Point placement records

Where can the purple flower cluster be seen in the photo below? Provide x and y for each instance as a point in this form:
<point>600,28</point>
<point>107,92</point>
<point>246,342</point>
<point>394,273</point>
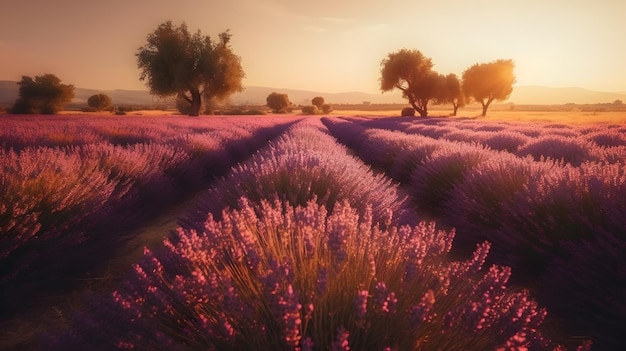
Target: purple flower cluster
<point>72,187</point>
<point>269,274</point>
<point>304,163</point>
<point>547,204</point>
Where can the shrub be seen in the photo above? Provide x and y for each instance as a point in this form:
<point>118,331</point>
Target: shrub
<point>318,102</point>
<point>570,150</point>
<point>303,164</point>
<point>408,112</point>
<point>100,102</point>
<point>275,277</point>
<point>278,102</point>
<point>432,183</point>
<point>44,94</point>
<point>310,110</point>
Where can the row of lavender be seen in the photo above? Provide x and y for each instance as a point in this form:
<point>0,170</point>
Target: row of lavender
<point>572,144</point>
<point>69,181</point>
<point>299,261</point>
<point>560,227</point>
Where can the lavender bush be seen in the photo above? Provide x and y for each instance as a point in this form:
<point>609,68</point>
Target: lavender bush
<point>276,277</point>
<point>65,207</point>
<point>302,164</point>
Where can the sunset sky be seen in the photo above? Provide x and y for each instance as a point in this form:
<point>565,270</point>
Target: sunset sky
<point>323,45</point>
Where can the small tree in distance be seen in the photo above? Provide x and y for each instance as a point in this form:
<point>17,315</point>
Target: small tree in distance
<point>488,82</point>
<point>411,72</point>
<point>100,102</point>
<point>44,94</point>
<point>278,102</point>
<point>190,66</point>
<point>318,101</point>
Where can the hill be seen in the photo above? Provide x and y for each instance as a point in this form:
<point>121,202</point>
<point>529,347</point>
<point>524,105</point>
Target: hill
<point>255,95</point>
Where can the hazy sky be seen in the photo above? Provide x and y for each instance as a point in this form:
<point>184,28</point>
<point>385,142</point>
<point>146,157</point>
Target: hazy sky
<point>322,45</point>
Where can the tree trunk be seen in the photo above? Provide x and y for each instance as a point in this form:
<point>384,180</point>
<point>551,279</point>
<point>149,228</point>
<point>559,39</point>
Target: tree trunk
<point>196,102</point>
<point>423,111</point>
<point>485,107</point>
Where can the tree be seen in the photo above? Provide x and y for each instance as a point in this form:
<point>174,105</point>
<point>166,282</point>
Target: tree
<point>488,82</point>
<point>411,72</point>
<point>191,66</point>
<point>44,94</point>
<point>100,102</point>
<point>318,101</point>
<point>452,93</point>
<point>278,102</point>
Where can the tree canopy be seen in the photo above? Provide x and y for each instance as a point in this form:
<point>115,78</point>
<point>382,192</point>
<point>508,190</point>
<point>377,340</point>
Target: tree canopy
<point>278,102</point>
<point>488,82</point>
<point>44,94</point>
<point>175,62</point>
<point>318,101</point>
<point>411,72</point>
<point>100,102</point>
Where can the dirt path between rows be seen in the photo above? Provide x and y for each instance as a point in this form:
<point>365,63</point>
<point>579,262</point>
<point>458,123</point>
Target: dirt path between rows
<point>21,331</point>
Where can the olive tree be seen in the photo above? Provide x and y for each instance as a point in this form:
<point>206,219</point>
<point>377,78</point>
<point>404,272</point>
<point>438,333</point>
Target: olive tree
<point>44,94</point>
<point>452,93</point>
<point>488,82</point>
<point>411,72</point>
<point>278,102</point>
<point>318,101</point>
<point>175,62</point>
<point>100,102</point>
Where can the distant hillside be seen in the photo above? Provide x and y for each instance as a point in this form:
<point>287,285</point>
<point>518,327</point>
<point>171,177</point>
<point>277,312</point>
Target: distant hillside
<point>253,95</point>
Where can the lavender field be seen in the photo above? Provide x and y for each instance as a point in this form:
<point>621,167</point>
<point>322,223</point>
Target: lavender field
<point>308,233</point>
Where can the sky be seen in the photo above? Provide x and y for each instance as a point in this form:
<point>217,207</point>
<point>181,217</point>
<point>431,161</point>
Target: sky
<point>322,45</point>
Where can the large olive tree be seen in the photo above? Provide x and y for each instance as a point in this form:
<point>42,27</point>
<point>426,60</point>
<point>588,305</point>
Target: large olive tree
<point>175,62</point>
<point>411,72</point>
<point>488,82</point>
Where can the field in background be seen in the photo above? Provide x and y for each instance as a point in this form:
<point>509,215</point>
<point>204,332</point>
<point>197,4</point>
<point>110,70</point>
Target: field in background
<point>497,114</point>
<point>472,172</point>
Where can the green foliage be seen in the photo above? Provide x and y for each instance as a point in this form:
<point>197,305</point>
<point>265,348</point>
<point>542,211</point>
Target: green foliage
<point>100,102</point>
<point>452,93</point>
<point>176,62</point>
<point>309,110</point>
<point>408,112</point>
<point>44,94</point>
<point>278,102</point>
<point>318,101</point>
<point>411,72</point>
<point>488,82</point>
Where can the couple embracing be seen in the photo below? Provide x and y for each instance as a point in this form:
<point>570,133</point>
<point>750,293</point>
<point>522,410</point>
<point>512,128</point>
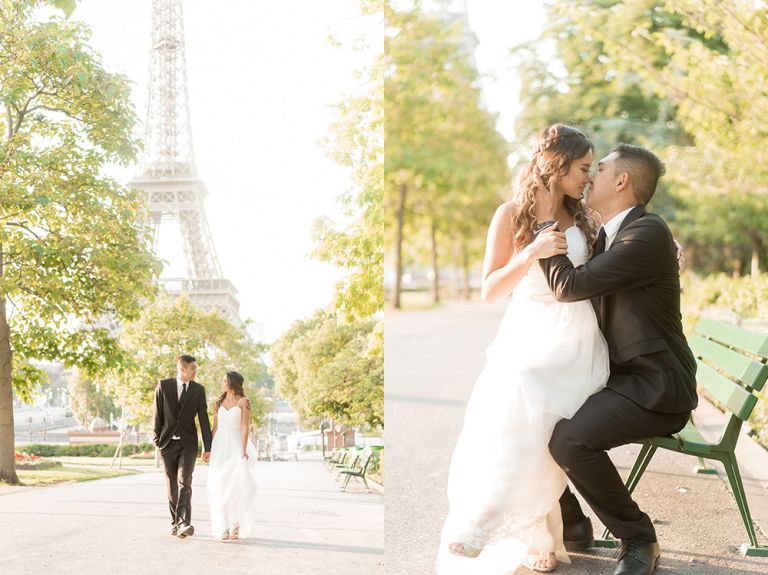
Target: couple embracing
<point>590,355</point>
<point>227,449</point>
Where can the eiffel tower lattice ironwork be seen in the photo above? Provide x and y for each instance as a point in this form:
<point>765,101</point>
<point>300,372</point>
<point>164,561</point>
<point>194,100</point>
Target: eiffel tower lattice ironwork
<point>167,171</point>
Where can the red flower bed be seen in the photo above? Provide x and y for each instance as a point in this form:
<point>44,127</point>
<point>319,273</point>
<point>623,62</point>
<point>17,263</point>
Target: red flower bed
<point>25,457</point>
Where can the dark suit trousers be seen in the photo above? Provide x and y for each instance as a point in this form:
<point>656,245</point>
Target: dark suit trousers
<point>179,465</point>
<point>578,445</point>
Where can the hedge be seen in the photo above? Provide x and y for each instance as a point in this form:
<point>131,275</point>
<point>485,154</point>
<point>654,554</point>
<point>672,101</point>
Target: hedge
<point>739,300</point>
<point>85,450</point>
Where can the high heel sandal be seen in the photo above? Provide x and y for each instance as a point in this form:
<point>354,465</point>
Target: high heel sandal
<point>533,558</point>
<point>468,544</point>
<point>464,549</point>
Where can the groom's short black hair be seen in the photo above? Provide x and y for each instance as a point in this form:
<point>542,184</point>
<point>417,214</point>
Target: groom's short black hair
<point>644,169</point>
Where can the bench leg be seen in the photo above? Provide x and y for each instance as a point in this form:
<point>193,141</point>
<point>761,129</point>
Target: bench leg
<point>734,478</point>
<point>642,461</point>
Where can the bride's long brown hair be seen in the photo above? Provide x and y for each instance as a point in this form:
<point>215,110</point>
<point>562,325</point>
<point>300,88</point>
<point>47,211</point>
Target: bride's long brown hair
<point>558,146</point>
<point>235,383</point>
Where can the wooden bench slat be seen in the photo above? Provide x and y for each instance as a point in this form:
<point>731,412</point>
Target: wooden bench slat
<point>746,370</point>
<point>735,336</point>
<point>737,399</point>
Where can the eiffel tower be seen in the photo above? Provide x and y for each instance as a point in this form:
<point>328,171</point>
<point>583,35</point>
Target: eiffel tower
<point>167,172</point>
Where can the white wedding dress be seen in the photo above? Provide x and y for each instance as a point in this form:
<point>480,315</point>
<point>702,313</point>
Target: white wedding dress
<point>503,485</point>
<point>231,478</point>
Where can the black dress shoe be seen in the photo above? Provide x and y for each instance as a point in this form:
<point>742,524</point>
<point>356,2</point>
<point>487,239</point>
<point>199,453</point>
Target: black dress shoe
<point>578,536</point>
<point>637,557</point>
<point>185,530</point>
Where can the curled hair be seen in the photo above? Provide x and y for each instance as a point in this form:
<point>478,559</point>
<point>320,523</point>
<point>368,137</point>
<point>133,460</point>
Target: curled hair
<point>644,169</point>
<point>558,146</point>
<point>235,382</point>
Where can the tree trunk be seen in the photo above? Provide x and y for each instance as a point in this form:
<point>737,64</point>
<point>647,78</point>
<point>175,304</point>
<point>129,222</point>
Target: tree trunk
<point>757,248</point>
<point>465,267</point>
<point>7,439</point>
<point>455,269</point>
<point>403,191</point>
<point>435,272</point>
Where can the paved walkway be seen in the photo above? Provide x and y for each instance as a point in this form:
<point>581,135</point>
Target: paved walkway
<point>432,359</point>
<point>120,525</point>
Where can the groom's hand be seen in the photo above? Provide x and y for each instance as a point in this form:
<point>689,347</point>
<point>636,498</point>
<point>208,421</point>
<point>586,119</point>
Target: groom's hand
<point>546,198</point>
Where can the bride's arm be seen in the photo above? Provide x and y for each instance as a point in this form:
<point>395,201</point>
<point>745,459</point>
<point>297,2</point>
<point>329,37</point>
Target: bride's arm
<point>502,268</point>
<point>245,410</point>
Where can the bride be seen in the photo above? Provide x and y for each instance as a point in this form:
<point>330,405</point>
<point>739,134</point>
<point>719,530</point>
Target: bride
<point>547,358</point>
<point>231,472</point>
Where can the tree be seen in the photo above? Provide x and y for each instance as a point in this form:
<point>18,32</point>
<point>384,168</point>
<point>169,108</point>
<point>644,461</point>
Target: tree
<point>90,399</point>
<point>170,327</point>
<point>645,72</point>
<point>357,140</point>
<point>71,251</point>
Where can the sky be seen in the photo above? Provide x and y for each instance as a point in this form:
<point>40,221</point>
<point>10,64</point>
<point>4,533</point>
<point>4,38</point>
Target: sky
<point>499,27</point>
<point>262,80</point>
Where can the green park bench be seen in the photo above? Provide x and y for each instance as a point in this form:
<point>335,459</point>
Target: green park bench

> Task prompt: Exactly and exclusively, repeat the lines from the line that contains "Where can the green park" through the end of the records, both ends included.

> Expected output:
Where can the green park bench be seen in the photo above? Provide x and y for each instance as a point in this form:
<point>335,459</point>
Target: green park bench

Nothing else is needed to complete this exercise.